<<<<

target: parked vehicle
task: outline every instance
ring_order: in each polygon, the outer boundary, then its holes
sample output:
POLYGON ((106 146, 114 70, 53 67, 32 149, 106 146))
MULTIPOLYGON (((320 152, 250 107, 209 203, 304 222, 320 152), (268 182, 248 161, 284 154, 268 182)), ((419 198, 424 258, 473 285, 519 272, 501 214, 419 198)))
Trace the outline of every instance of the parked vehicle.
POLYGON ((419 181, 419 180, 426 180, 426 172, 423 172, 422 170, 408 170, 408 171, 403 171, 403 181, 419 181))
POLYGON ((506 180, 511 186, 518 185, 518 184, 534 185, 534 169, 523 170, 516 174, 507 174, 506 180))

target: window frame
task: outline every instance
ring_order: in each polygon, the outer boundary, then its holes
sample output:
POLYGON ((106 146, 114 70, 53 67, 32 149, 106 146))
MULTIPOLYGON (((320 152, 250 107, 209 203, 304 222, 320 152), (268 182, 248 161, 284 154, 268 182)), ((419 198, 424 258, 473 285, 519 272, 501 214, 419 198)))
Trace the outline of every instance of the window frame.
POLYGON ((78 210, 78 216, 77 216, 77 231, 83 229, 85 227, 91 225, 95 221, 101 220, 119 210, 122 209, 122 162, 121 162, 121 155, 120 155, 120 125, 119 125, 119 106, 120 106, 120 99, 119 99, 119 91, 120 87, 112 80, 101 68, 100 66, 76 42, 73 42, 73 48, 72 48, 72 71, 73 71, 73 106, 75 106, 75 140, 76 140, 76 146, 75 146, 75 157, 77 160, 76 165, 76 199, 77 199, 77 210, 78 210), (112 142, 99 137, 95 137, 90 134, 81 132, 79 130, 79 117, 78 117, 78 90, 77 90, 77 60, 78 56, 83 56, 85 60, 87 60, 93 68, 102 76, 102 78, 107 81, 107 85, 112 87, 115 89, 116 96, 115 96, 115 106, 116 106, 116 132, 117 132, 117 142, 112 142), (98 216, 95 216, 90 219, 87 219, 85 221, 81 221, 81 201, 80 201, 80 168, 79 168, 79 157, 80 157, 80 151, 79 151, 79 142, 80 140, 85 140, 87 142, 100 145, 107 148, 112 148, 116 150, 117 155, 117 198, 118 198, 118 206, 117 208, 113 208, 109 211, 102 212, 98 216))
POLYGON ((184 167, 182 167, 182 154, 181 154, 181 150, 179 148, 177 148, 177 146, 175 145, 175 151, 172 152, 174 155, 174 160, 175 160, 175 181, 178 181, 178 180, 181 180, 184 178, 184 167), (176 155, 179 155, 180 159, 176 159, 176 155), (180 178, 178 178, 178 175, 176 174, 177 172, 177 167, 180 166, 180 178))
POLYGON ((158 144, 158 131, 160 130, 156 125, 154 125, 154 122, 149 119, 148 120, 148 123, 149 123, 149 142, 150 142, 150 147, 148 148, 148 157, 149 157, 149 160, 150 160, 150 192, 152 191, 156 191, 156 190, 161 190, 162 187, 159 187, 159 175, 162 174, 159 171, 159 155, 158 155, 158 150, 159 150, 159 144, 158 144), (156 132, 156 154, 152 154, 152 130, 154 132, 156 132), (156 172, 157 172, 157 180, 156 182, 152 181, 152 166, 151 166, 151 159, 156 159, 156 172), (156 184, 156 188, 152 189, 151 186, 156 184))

>>>>

> Goal
Rewrite the rows from the line containing "target: window frame" up to and including the line containing "POLYGON ((184 167, 182", changing "outer boundary" to "exterior ring" and leaving everything else untouched.

> Solution to this problem
target: window frame
task: outline every instance
ring_order: in each polygon, the exterior ring, then its holes
sample output:
POLYGON ((106 146, 114 70, 53 67, 32 149, 106 146))
MULTIPOLYGON (((320 152, 250 107, 209 203, 304 222, 320 152), (268 182, 248 161, 284 154, 268 182)), ((419 198, 424 258, 473 285, 519 272, 501 214, 419 198)))
Trace the outline of every instance of the window frame.
POLYGON ((78 210, 78 216, 77 216, 77 231, 83 229, 85 227, 91 225, 95 221, 101 220, 119 210, 122 209, 122 162, 121 162, 121 155, 120 155, 120 125, 119 125, 119 106, 120 106, 120 99, 119 99, 119 91, 120 87, 112 80, 101 68, 100 66, 76 42, 73 42, 73 48, 72 48, 72 71, 73 71, 73 106, 75 106, 75 140, 76 140, 76 146, 75 146, 75 157, 77 160, 76 165, 76 199, 77 199, 77 210, 78 210), (112 142, 99 137, 95 137, 90 134, 81 132, 79 130, 79 117, 78 117, 78 90, 77 90, 77 60, 78 56, 83 56, 85 60, 87 60, 93 68, 102 76, 102 78, 107 81, 107 85, 112 87, 115 89, 116 96, 115 96, 115 106, 116 106, 116 132, 117 132, 117 142, 112 142), (98 216, 95 216, 90 219, 87 219, 85 221, 81 221, 81 201, 80 201, 80 168, 79 168, 79 157, 80 157, 80 151, 79 151, 79 142, 80 140, 85 140, 87 142, 100 145, 107 148, 112 148, 116 150, 117 155, 117 198, 118 198, 118 206, 117 208, 113 208, 109 211, 102 212, 98 216))
POLYGON ((184 167, 182 167, 182 154, 181 154, 181 150, 179 148, 177 148, 177 146, 175 145, 175 151, 172 152, 174 155, 174 160, 175 160, 175 181, 178 181, 178 180, 181 180, 184 178, 184 167), (176 155, 179 155, 180 159, 176 159, 176 155), (180 178, 178 178, 178 175, 176 174, 177 172, 177 167, 180 166, 180 178))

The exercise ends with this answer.